§ Your instructions: Arrange the data as a Markdown table with the columns Row and Line, giving each line its own numbered row and skipping blank lines. Begin at the line that has "Where can the broken" and stop after the line that has "<point>243,342</point>", leaving the pictures out.

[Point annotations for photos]
------------------------

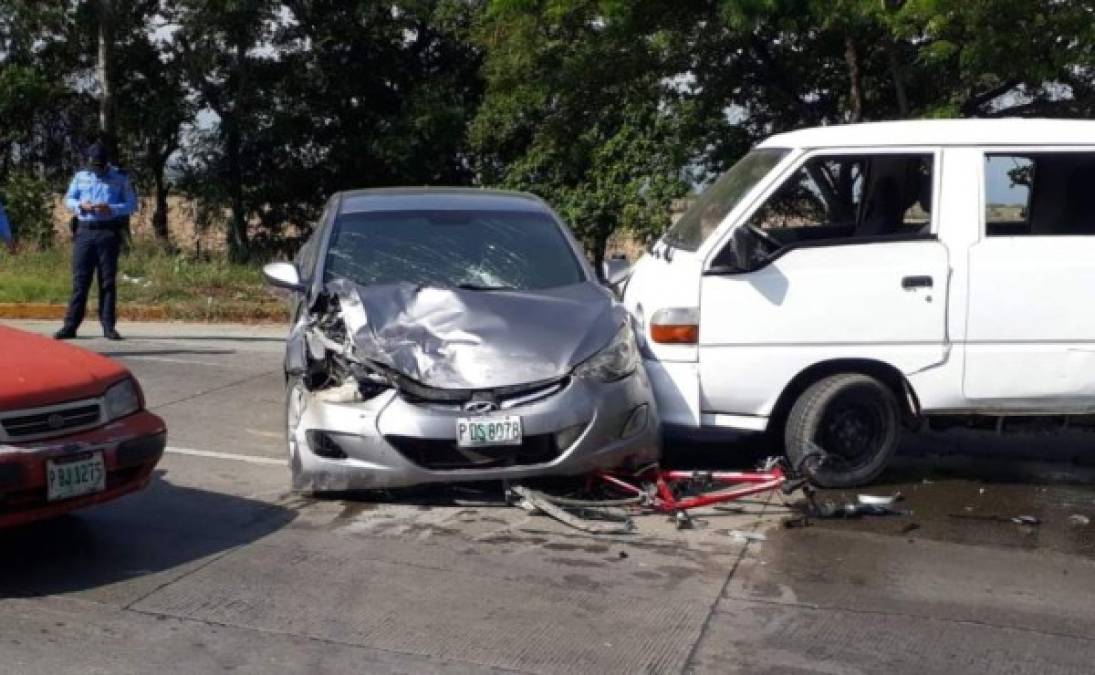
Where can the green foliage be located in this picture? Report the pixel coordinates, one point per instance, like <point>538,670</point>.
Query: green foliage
<point>208,288</point>
<point>576,111</point>
<point>29,202</point>
<point>608,109</point>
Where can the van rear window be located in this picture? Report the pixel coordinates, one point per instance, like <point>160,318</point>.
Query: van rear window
<point>1039,194</point>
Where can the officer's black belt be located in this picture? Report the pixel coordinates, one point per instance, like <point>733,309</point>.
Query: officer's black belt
<point>100,225</point>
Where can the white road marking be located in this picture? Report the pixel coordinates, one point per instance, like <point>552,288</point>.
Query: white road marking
<point>166,359</point>
<point>229,456</point>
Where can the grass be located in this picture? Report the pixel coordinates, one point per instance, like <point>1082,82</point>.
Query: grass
<point>177,286</point>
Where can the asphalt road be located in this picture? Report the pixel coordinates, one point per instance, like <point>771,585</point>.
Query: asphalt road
<point>217,567</point>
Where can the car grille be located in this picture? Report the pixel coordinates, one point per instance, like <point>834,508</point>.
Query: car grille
<point>453,399</point>
<point>53,422</point>
<point>446,455</point>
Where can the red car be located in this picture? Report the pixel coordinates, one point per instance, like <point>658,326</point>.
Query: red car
<point>73,430</point>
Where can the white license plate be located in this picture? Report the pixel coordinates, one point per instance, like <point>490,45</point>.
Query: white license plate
<point>477,432</point>
<point>69,479</point>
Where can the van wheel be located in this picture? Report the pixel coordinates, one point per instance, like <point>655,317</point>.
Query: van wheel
<point>854,419</point>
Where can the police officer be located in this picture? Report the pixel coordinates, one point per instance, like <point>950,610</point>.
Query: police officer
<point>102,198</point>
<point>6,230</point>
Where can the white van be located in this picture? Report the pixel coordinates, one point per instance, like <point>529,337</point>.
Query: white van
<point>839,284</point>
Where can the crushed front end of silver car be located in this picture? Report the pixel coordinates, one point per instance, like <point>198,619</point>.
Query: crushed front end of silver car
<point>400,385</point>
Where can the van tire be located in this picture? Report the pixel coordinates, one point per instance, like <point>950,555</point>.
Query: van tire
<point>854,419</point>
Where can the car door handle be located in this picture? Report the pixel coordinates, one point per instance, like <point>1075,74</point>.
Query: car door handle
<point>917,282</point>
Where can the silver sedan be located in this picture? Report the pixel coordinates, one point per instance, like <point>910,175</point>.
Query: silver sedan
<point>451,335</point>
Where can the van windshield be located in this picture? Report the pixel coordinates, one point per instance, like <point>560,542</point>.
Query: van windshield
<point>721,197</point>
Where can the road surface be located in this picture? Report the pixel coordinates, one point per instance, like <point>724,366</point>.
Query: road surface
<point>217,567</point>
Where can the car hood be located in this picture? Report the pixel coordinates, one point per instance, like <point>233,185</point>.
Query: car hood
<point>37,370</point>
<point>456,339</point>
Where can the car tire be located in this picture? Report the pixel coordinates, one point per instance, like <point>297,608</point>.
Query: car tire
<point>854,420</point>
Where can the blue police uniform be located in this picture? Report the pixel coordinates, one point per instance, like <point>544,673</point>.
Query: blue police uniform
<point>98,241</point>
<point>4,226</point>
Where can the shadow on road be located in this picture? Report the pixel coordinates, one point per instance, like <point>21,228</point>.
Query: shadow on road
<point>164,528</point>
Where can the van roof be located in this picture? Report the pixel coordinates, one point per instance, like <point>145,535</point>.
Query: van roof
<point>1002,132</point>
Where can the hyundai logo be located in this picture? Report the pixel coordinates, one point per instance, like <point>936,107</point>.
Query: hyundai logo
<point>480,408</point>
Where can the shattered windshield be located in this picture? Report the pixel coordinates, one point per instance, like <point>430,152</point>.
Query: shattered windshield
<point>721,197</point>
<point>452,249</point>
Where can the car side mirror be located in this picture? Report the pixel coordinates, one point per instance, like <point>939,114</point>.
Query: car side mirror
<point>614,271</point>
<point>284,275</point>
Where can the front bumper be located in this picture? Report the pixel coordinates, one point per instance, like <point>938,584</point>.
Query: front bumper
<point>130,447</point>
<point>391,443</point>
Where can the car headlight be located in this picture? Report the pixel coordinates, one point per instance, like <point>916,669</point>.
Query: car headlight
<point>613,363</point>
<point>122,399</point>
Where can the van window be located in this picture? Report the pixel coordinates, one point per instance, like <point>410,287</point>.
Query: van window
<point>849,198</point>
<point>721,197</point>
<point>1039,194</point>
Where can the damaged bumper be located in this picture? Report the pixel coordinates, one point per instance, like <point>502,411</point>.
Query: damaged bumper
<point>572,426</point>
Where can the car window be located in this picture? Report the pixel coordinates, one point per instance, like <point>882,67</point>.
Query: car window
<point>850,198</point>
<point>721,197</point>
<point>477,250</point>
<point>1039,194</point>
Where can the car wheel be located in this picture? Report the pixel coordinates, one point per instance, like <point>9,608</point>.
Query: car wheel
<point>295,393</point>
<point>854,420</point>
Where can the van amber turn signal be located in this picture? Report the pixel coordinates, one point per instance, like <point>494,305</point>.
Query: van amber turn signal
<point>676,325</point>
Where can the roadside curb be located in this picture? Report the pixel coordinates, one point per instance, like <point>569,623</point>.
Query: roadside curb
<point>151,312</point>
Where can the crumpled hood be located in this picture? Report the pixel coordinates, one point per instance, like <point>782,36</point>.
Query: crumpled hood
<point>36,370</point>
<point>456,339</point>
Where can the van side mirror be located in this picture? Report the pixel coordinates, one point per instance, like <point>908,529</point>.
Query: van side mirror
<point>736,255</point>
<point>284,275</point>
<point>615,270</point>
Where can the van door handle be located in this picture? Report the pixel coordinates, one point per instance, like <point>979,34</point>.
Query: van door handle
<point>917,282</point>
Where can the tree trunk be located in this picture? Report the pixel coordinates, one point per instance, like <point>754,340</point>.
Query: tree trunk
<point>238,225</point>
<point>898,77</point>
<point>855,79</point>
<point>104,71</point>
<point>160,215</point>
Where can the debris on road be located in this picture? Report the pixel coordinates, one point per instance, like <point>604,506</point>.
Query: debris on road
<point>872,500</point>
<point>745,537</point>
<point>829,510</point>
<point>592,519</point>
<point>1019,519</point>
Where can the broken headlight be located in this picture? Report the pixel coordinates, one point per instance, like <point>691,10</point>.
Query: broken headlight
<point>613,363</point>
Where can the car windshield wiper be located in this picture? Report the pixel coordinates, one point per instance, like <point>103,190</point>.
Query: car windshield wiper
<point>484,287</point>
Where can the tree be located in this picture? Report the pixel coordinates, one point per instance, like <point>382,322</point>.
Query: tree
<point>157,101</point>
<point>221,45</point>
<point>577,110</point>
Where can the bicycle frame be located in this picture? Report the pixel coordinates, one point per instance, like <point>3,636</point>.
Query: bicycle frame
<point>658,493</point>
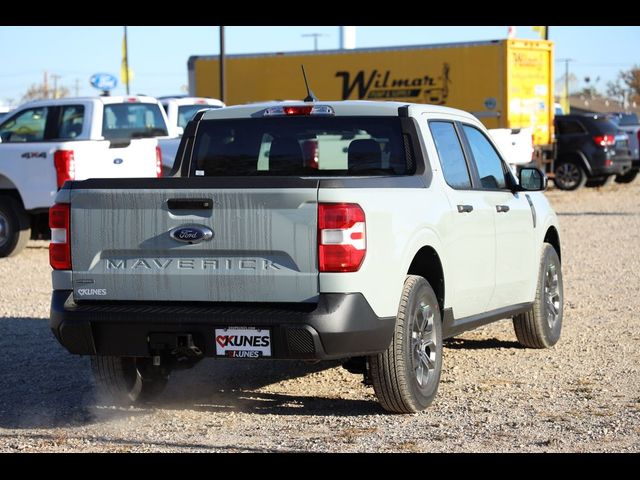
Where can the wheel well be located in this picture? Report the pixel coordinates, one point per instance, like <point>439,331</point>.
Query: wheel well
<point>553,238</point>
<point>576,157</point>
<point>427,264</point>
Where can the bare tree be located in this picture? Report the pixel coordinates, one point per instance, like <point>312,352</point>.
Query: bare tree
<point>626,87</point>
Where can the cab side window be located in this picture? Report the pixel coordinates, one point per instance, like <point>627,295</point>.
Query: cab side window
<point>71,121</point>
<point>452,160</point>
<point>489,164</point>
<point>26,126</point>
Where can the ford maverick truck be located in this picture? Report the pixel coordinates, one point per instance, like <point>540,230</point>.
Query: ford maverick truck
<point>362,231</point>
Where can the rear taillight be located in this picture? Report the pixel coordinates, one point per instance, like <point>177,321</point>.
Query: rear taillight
<point>604,140</point>
<point>342,243</point>
<point>60,246</point>
<point>65,166</point>
<point>158,162</point>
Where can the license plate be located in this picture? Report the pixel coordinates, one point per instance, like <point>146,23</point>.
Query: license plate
<point>243,342</point>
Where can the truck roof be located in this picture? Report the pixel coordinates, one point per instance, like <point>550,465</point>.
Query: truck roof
<point>517,41</point>
<point>104,100</point>
<point>341,108</point>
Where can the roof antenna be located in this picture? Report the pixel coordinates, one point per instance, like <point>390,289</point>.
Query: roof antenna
<point>310,96</point>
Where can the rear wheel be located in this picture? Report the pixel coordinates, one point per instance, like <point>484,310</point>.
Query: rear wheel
<point>14,227</point>
<point>128,380</point>
<point>406,376</point>
<point>569,176</point>
<point>600,181</point>
<point>628,177</point>
<point>540,327</point>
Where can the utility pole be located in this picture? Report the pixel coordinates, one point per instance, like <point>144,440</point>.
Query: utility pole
<point>125,60</point>
<point>566,61</point>
<point>315,38</point>
<point>55,85</point>
<point>45,85</point>
<point>222,61</point>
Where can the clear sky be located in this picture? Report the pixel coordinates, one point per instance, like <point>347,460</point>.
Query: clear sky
<point>158,55</point>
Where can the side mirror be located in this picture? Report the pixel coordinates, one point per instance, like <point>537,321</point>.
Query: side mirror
<point>532,179</point>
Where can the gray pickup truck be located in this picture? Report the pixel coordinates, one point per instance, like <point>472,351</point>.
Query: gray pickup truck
<point>363,231</point>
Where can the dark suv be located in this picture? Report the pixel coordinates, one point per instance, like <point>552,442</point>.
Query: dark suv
<point>591,150</point>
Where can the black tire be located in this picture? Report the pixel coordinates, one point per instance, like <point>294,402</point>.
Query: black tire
<point>416,344</point>
<point>15,229</point>
<point>569,176</point>
<point>128,380</point>
<point>600,181</point>
<point>628,177</point>
<point>540,327</point>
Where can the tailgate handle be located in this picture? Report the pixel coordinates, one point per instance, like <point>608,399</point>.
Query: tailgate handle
<point>190,204</point>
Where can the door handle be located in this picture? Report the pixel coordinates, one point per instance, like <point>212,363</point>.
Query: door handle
<point>190,204</point>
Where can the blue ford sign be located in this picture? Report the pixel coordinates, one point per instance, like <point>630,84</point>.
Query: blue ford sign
<point>103,81</point>
<point>192,234</point>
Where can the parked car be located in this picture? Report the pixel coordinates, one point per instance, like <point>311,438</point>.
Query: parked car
<point>358,230</point>
<point>180,110</point>
<point>47,142</point>
<point>629,123</point>
<point>591,150</point>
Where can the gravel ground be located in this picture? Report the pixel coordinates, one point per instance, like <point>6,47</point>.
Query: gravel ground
<point>583,395</point>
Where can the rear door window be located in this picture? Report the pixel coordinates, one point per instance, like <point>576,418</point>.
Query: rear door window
<point>71,122</point>
<point>26,126</point>
<point>133,120</point>
<point>301,146</point>
<point>491,168</point>
<point>454,165</point>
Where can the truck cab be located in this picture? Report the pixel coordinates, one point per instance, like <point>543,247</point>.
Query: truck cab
<point>47,142</point>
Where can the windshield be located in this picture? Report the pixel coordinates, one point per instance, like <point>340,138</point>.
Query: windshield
<point>301,146</point>
<point>133,120</point>
<point>186,113</point>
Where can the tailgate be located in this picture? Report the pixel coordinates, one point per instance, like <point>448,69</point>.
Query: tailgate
<point>263,246</point>
<point>108,159</point>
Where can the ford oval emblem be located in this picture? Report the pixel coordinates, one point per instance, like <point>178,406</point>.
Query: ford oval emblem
<point>191,234</point>
<point>103,81</point>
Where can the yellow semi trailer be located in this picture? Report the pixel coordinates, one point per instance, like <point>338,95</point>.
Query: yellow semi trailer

------------------------

§ Task response:
| Row | Line |
|---|---|
| 1 | Where can the broken headlight be located in this picture? Report the pixel coordinates, one point per instance, like <point>691,10</point>. |
| 2 | Query: broken headlight |
| 3 | <point>613,363</point> |
| 4 | Where can the car windshield wiper be located in this picture? Report the pixel coordinates, one point per instance, like <point>103,190</point>. |
| 5 | Query: car windshield wiper |
| 6 | <point>484,287</point> |
| 7 | Where can the tree be located in this picture? Report the pixel coordinates, one point per instance, like <point>382,322</point>. |
| 8 | Query: tree |
| 9 | <point>157,101</point> |
| 10 | <point>221,45</point> |
| 11 | <point>577,110</point> |
| 12 | Where can the bicycle frame be located in this picture? Report the pixel coordinates, one point per instance, like <point>3,636</point>. |
| 13 | Query: bicycle frame |
| 14 | <point>658,493</point> |
| 15 | Where can the wheel well be located in this picture? Report the pixel coordinates, one point per instance, like <point>439,331</point>. |
| 16 | Query: wheel well |
| 17 | <point>553,238</point> |
| 18 | <point>576,157</point> |
| 19 | <point>427,264</point> |
| 20 | Where can the bare tree be located in this picture? Report the pixel coordinates, one point per instance, like <point>312,352</point>. |
| 21 | Query: bare tree |
| 22 | <point>626,87</point> |
| 23 | Where can the cab side window be located in this picture? Report the pixel coordinates, one point per instance, like <point>627,295</point>. |
| 24 | Query: cab side window |
| 25 | <point>71,121</point> |
| 26 | <point>452,160</point> |
| 27 | <point>489,164</point> |
| 28 | <point>26,126</point> |
| 29 | Where can the ford maverick truck be located in this picture? Report the pixel coordinates, one point per instance, like <point>540,230</point>. |
| 30 | Query: ford maverick truck |
| 31 | <point>362,231</point> |
| 32 | Where can the rear taillight be located in this picture? Report the pixel coordinates, one point per instance, like <point>177,321</point>. |
| 33 | Query: rear taillight |
| 34 | <point>604,140</point> |
| 35 | <point>342,243</point> |
| 36 | <point>60,246</point> |
| 37 | <point>65,166</point> |
| 38 | <point>158,162</point> |
| 39 | Where can the license plate be located in this picture? Report the pixel coordinates, one point per instance, like <point>146,23</point>. |
| 40 | Query: license plate |
| 41 | <point>243,342</point> |